--- Material for this exercise ---

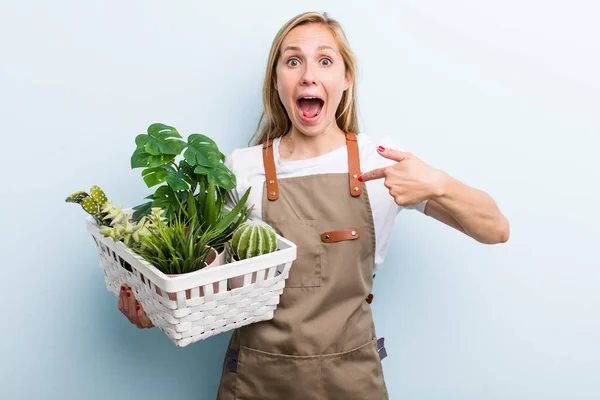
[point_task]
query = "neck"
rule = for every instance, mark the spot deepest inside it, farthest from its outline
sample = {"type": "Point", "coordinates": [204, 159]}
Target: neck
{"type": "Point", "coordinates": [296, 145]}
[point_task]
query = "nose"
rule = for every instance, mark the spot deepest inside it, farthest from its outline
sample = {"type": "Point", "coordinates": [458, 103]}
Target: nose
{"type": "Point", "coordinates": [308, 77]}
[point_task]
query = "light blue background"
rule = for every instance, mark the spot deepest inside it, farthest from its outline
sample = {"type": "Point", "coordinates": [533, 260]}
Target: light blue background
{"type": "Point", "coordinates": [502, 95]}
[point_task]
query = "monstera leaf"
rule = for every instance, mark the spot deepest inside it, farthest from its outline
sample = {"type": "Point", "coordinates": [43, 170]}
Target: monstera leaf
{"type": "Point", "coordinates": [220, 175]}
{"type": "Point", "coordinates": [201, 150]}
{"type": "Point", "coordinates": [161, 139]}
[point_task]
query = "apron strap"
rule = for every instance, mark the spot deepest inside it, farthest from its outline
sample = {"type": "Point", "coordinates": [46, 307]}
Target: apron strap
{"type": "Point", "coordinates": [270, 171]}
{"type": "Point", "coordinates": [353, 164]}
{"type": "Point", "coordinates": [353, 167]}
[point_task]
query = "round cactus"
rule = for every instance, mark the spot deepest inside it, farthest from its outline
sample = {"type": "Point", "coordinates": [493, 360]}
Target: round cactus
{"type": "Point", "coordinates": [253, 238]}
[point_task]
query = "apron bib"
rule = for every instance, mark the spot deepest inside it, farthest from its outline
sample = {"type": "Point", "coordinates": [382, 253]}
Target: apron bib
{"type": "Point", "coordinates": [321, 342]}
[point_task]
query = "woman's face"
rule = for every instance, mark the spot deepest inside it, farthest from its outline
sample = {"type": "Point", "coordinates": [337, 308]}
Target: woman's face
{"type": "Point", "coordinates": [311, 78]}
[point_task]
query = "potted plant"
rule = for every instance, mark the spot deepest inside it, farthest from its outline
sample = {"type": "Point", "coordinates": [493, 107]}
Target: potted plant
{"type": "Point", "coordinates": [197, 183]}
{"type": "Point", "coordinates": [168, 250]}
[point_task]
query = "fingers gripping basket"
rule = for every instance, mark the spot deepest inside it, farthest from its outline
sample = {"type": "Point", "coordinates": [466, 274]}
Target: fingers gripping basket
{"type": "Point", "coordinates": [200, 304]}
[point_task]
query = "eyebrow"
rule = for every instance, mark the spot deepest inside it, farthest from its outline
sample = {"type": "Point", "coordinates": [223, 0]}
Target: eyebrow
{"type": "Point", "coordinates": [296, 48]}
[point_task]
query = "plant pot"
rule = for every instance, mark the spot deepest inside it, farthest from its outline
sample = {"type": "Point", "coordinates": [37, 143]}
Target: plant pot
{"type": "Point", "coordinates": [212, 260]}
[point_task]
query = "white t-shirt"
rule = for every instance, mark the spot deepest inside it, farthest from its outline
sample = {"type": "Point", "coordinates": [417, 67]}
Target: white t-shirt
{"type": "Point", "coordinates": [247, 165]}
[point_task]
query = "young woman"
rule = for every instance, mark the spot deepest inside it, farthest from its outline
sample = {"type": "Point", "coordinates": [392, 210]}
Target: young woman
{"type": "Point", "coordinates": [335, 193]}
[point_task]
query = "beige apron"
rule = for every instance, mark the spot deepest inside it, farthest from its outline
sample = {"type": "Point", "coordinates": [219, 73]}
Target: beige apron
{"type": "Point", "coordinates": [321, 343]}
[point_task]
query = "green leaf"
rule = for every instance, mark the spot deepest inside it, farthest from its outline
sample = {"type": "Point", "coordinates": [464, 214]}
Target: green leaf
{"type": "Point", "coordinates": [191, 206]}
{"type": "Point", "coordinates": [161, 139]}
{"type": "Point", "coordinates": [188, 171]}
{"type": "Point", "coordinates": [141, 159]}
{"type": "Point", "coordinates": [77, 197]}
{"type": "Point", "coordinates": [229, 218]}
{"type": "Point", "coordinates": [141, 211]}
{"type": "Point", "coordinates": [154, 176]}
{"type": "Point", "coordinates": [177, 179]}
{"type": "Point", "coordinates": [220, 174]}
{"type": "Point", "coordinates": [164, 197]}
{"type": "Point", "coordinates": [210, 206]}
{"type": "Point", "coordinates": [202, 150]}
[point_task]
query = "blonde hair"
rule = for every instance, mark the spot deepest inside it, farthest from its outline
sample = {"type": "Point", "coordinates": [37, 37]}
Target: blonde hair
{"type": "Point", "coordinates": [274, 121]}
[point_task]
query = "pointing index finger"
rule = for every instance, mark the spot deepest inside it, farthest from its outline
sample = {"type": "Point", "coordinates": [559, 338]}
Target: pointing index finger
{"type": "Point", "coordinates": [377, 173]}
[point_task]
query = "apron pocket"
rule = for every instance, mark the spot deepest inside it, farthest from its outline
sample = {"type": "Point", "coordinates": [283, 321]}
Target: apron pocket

---
--- Material for this exercise ---

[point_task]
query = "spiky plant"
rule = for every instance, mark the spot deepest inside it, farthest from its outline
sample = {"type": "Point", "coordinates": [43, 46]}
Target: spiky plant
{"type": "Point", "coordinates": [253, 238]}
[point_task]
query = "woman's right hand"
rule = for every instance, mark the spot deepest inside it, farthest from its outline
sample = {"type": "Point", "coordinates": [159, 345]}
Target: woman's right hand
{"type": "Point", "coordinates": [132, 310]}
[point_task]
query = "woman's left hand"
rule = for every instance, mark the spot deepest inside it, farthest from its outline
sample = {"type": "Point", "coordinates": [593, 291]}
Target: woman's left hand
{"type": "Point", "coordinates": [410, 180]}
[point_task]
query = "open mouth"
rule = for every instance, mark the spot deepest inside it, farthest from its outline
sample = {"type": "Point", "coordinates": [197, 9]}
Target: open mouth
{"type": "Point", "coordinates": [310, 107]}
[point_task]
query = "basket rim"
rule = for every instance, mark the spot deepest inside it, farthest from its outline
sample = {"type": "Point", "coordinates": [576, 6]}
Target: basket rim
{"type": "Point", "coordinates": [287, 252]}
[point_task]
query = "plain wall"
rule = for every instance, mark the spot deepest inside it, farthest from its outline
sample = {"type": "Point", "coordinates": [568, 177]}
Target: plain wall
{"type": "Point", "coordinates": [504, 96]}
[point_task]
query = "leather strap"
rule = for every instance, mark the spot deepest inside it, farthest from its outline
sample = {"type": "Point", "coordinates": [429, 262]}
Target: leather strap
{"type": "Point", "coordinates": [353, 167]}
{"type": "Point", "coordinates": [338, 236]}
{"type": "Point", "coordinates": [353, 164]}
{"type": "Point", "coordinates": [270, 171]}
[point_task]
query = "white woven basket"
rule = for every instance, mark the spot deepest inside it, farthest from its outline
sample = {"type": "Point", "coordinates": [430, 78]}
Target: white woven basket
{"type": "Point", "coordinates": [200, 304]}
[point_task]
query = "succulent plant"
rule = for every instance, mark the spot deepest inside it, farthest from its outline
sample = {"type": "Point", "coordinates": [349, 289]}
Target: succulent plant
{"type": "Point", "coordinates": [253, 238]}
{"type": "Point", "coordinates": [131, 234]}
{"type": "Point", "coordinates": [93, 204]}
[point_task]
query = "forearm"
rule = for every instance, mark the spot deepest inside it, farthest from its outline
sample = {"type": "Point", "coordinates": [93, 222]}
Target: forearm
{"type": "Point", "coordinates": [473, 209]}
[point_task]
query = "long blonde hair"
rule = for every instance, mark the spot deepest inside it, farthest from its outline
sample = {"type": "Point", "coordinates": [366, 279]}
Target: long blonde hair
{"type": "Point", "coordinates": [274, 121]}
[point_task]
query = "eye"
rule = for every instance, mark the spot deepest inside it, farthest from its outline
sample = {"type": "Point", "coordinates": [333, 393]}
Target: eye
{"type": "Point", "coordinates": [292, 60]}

---

> [What you need to do]
Which lines in the rows above contain the string "spiky", matching case exactly? Copy each of those lines in full.

> [Answer to this problem]
query = "spiky plant"
Target: spiky plant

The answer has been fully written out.